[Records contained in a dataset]
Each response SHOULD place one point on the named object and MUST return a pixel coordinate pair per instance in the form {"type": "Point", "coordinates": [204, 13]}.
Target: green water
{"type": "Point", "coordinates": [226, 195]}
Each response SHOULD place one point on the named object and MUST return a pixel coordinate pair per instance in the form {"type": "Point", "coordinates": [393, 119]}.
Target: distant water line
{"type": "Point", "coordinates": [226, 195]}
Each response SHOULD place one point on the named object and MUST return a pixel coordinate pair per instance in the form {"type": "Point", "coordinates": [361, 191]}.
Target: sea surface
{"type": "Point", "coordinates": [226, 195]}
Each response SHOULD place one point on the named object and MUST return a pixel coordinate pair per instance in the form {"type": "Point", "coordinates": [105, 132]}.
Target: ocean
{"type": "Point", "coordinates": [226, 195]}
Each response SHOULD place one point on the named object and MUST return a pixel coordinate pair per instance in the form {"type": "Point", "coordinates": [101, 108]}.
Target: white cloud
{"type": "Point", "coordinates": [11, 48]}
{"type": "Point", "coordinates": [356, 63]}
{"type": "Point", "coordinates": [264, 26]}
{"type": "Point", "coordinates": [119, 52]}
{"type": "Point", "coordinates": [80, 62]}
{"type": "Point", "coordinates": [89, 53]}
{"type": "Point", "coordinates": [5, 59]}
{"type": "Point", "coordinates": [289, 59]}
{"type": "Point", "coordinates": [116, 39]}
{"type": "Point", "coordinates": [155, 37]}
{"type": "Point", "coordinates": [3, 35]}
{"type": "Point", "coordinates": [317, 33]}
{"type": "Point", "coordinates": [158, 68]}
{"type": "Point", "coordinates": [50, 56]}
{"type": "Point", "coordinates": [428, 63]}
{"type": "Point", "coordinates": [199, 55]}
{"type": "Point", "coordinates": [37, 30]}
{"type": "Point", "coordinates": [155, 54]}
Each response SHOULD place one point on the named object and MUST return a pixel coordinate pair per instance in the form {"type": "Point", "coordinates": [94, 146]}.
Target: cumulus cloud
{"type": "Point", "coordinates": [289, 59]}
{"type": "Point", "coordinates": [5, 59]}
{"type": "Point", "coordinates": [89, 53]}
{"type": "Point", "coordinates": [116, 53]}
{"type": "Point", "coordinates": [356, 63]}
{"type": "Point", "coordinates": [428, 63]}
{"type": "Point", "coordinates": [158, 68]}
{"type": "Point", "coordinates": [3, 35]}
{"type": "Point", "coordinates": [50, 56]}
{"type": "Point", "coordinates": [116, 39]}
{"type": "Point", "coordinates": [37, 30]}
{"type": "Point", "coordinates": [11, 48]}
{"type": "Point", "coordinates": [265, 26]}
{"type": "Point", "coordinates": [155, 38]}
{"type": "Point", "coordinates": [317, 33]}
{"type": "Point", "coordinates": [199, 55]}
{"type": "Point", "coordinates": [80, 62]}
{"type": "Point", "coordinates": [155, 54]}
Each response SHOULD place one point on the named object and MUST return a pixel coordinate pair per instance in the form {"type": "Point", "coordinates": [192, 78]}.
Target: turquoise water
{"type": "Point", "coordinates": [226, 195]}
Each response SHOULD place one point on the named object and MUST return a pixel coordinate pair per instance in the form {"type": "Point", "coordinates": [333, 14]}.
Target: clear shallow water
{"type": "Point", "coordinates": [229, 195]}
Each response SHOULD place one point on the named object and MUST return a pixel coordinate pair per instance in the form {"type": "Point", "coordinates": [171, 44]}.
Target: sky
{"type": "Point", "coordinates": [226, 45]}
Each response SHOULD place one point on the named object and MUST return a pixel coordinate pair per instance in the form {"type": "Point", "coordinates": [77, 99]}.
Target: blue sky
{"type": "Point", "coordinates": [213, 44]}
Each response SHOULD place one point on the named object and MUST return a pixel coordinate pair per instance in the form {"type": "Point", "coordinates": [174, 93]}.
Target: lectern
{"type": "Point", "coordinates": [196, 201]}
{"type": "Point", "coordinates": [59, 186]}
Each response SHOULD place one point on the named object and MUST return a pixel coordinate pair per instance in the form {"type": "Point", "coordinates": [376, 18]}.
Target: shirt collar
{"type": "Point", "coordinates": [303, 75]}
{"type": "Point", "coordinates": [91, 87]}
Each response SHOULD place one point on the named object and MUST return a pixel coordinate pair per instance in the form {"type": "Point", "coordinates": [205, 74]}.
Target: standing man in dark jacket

Exercise instructions ::
Every record should be given again exactly.

Answer to this problem ::
Each response SHOULD place one point on the named object and MUST return a pixel coordinate pair per instance in the form {"type": "Point", "coordinates": [204, 13]}.
Target: green water
{"type": "Point", "coordinates": [226, 195]}
Each response SHOULD place one point on the named object and MUST return a pixel coordinate pair per instance in the form {"type": "Point", "coordinates": [393, 119]}.
Target: distant water line
{"type": "Point", "coordinates": [226, 195]}
Each response SHOULD place one point on the named object and MUST return a pixel coordinate pair per instance in the form {"type": "Point", "coordinates": [361, 191]}.
Target: sea surface
{"type": "Point", "coordinates": [226, 195]}
Each response SHOULD place one point on the named object and MUST return a pixel coordinate pair per instance in the form {"type": "Point", "coordinates": [105, 132]}.
Target: ocean
{"type": "Point", "coordinates": [226, 195]}
Each response SHOULD place one point on the named object and MUST return a pixel coordinate pair per instance in the form {"type": "Point", "coordinates": [101, 108]}.
Target: white cloud
{"type": "Point", "coordinates": [11, 48]}
{"type": "Point", "coordinates": [356, 63]}
{"type": "Point", "coordinates": [264, 26]}
{"type": "Point", "coordinates": [119, 52]}
{"type": "Point", "coordinates": [80, 62]}
{"type": "Point", "coordinates": [89, 53]}
{"type": "Point", "coordinates": [5, 59]}
{"type": "Point", "coordinates": [289, 59]}
{"type": "Point", "coordinates": [116, 39]}
{"type": "Point", "coordinates": [155, 37]}
{"type": "Point", "coordinates": [3, 35]}
{"type": "Point", "coordinates": [317, 33]}
{"type": "Point", "coordinates": [158, 68]}
{"type": "Point", "coordinates": [50, 56]}
{"type": "Point", "coordinates": [428, 63]}
{"type": "Point", "coordinates": [199, 55]}
{"type": "Point", "coordinates": [37, 30]}
{"type": "Point", "coordinates": [155, 54]}
Each response SHOULD place one point on the named object and MUST return a pixel coordinate pair per instance in the form {"type": "Point", "coordinates": [94, 146]}.
Target: cumulus cloud
{"type": "Point", "coordinates": [289, 59]}
{"type": "Point", "coordinates": [5, 59]}
{"type": "Point", "coordinates": [89, 53]}
{"type": "Point", "coordinates": [116, 53]}
{"type": "Point", "coordinates": [356, 63]}
{"type": "Point", "coordinates": [428, 63]}
{"type": "Point", "coordinates": [158, 68]}
{"type": "Point", "coordinates": [3, 35]}
{"type": "Point", "coordinates": [50, 56]}
{"type": "Point", "coordinates": [116, 39]}
{"type": "Point", "coordinates": [37, 30]}
{"type": "Point", "coordinates": [11, 48]}
{"type": "Point", "coordinates": [265, 26]}
{"type": "Point", "coordinates": [155, 38]}
{"type": "Point", "coordinates": [317, 33]}
{"type": "Point", "coordinates": [199, 55]}
{"type": "Point", "coordinates": [80, 62]}
{"type": "Point", "coordinates": [155, 54]}
Each response SHOULD place one point on the named object and MUST return a pixel coordinate pair per instance in the form {"type": "Point", "coordinates": [192, 78]}.
Target: turquoise water
{"type": "Point", "coordinates": [226, 195]}
Each response SHOULD place one point on the named object and MUST return a pixel coordinate pair per instance in the form {"type": "Point", "coordinates": [333, 14]}.
Target: clear shallow water
{"type": "Point", "coordinates": [229, 195]}
Each response SHOULD place one point on the named object and MUST return a pixel coordinate pair per instance in the form {"type": "Point", "coordinates": [171, 44]}.
Target: sky
{"type": "Point", "coordinates": [226, 45]}
Each response SHOULD place one point on the named object and MUST return a pixel coordinate pair per instance in the form {"type": "Point", "coordinates": [77, 99]}.
Target: blue sky
{"type": "Point", "coordinates": [213, 44]}
Each response SHOULD place one point on the named object and MUST return a pixel coordinate pair per instance in the form {"type": "Point", "coordinates": [174, 93]}.
Target: lectern
{"type": "Point", "coordinates": [196, 201]}
{"type": "Point", "coordinates": [59, 186]}
Each response SHOULD place one point on the named object and MUST return a pixel coordinate pair per instance in the form {"type": "Point", "coordinates": [376, 18]}.
Target: shirt collar
{"type": "Point", "coordinates": [303, 75]}
{"type": "Point", "coordinates": [91, 87]}
Each response SHOULD place one point on the named object and MUST return a pixel coordinate pair per instance in the form {"type": "Point", "coordinates": [205, 74]}.
Target: standing man in dark jacket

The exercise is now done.